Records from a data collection
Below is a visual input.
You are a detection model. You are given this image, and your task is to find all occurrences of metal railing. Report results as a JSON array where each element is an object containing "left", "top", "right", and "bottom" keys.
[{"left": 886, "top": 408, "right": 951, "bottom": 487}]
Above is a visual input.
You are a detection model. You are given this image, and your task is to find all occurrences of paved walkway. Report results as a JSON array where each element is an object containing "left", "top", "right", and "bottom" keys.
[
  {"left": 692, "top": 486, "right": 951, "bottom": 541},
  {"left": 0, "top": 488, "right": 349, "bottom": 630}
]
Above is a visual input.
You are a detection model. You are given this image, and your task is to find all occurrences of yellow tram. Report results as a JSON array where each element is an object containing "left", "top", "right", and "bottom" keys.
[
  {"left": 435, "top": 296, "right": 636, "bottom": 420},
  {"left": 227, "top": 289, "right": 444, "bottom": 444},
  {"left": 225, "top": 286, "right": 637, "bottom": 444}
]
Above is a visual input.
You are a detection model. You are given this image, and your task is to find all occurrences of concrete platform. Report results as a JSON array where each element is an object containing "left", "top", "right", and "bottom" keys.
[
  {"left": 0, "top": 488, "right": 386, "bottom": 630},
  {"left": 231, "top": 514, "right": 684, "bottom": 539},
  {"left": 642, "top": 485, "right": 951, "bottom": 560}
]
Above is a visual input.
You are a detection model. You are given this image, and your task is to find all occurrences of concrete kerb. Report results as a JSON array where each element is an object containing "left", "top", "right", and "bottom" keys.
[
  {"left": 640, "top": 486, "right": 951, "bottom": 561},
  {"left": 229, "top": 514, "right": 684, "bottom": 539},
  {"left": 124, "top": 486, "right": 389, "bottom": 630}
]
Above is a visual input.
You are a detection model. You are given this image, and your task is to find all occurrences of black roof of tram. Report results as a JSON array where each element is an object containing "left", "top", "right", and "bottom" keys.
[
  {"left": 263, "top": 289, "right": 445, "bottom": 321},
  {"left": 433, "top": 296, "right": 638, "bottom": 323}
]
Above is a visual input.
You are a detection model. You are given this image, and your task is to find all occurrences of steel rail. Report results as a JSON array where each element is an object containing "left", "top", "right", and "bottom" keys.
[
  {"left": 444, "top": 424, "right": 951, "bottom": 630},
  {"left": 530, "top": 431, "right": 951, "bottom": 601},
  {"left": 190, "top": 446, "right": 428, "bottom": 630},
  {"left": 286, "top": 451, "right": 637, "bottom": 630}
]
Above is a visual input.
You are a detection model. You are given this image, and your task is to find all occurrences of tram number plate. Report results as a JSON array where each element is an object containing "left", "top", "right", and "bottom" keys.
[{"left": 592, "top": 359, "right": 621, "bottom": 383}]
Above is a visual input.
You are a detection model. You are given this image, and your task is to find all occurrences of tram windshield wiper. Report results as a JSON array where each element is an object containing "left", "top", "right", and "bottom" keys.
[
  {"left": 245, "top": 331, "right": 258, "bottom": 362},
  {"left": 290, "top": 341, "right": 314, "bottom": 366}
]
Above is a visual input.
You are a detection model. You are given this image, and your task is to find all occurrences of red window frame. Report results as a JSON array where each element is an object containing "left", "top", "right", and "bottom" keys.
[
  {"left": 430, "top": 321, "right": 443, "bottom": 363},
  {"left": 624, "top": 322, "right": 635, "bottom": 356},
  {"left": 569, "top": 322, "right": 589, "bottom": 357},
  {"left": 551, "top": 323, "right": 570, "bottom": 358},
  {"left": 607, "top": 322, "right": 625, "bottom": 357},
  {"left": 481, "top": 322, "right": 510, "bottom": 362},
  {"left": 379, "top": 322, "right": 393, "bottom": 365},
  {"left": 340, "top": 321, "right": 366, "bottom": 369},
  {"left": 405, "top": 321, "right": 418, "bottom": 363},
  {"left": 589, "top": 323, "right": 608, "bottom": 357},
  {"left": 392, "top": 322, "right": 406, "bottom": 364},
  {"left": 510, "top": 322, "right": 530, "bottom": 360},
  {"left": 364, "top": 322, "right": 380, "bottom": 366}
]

Aim of the task >>
Would you mind giving all the records again exactly?

Solution to this task >>
Below is a visual input.
You are a detection model. You are given this image, and your task is to find all occurrences of metal railing. Report results as a JSON array where each element is an object containing "left", "top", "right", and "bottom" keys.
[{"left": 886, "top": 408, "right": 951, "bottom": 487}]
Above is a visual input.
You are a detection model. You are given this image, and your task is to find all occurrences of paved walkway. Report results as a JSON array where each element is an object containing "left", "top", "right", and "bottom" keys.
[
  {"left": 692, "top": 486, "right": 951, "bottom": 541},
  {"left": 0, "top": 488, "right": 349, "bottom": 630}
]
Above is a visual input.
You are a detection model. You are given this image, and your task is to find all occurrences of yellow tram. Report results as a JSON array where each element is an object containing "left", "top", "right", and "bottom" keys.
[
  {"left": 435, "top": 296, "right": 636, "bottom": 420},
  {"left": 227, "top": 289, "right": 444, "bottom": 444},
  {"left": 225, "top": 286, "right": 637, "bottom": 444}
]
Above is a visual input.
You are a detection model. You are given this image, and your task is to find all occurrences of concrete platform. Report results as a JSON array where each element is an object containing "left", "top", "right", and "bottom" keys.
[
  {"left": 0, "top": 488, "right": 386, "bottom": 630},
  {"left": 231, "top": 514, "right": 684, "bottom": 539},
  {"left": 642, "top": 485, "right": 951, "bottom": 560}
]
Above is a visual input.
You are a detection model. You are given this image, and your task is to find all occurrences of concrete kerb. Report results as a JSON array where each element is an object containing "left", "top", "right", and "bottom" keys.
[
  {"left": 640, "top": 486, "right": 951, "bottom": 561},
  {"left": 229, "top": 514, "right": 684, "bottom": 539},
  {"left": 124, "top": 486, "right": 389, "bottom": 630}
]
Above is a visual input.
You are a detection model. You are given this image, and your task is to find all occurrences of black roof of tram. Report results as a JSON array where each element is an object containing "left", "top", "right", and "bottom" keys.
[
  {"left": 263, "top": 289, "right": 445, "bottom": 321},
  {"left": 433, "top": 296, "right": 638, "bottom": 323}
]
Above is a visual input.
You are a detection model. You are given this image, and your task is to find all occurrences of steel rail. Report results as a JSON array where each element is an object containing "left", "top", "right", and "bottom" keys.
[
  {"left": 444, "top": 424, "right": 951, "bottom": 630},
  {"left": 530, "top": 431, "right": 951, "bottom": 601},
  {"left": 190, "top": 446, "right": 428, "bottom": 630},
  {"left": 286, "top": 451, "right": 637, "bottom": 630}
]
Above is a visual input.
You are a detection model. You are given this image, and your task is to find all occurrences of tram number plate. Report results as a JSON array where each element is an object containing "left", "top", "right", and "bottom" keys.
[{"left": 592, "top": 359, "right": 621, "bottom": 383}]
Above is a visual input.
You are a detection model. You are given this image, and your task is to find all occurrences of tram windshield wiper. Report results as a JSON array where each element is an object containing "left", "top", "right", and "bottom" keys.
[
  {"left": 245, "top": 331, "right": 258, "bottom": 362},
  {"left": 290, "top": 341, "right": 314, "bottom": 366}
]
Above is a visual input.
You are a detection model. You are given this image, and your task is to find all occurrences of red window frame. Report results as a JSON array where each element is an object containing "left", "top", "right", and "bottom" keys.
[
  {"left": 430, "top": 321, "right": 443, "bottom": 363},
  {"left": 624, "top": 322, "right": 635, "bottom": 356},
  {"left": 569, "top": 322, "right": 589, "bottom": 357},
  {"left": 551, "top": 323, "right": 570, "bottom": 358},
  {"left": 607, "top": 322, "right": 625, "bottom": 357},
  {"left": 481, "top": 322, "right": 510, "bottom": 362},
  {"left": 379, "top": 322, "right": 393, "bottom": 365},
  {"left": 340, "top": 321, "right": 366, "bottom": 369},
  {"left": 405, "top": 321, "right": 418, "bottom": 363},
  {"left": 589, "top": 323, "right": 608, "bottom": 357},
  {"left": 392, "top": 322, "right": 406, "bottom": 364},
  {"left": 510, "top": 322, "right": 530, "bottom": 360},
  {"left": 364, "top": 322, "right": 380, "bottom": 366}
]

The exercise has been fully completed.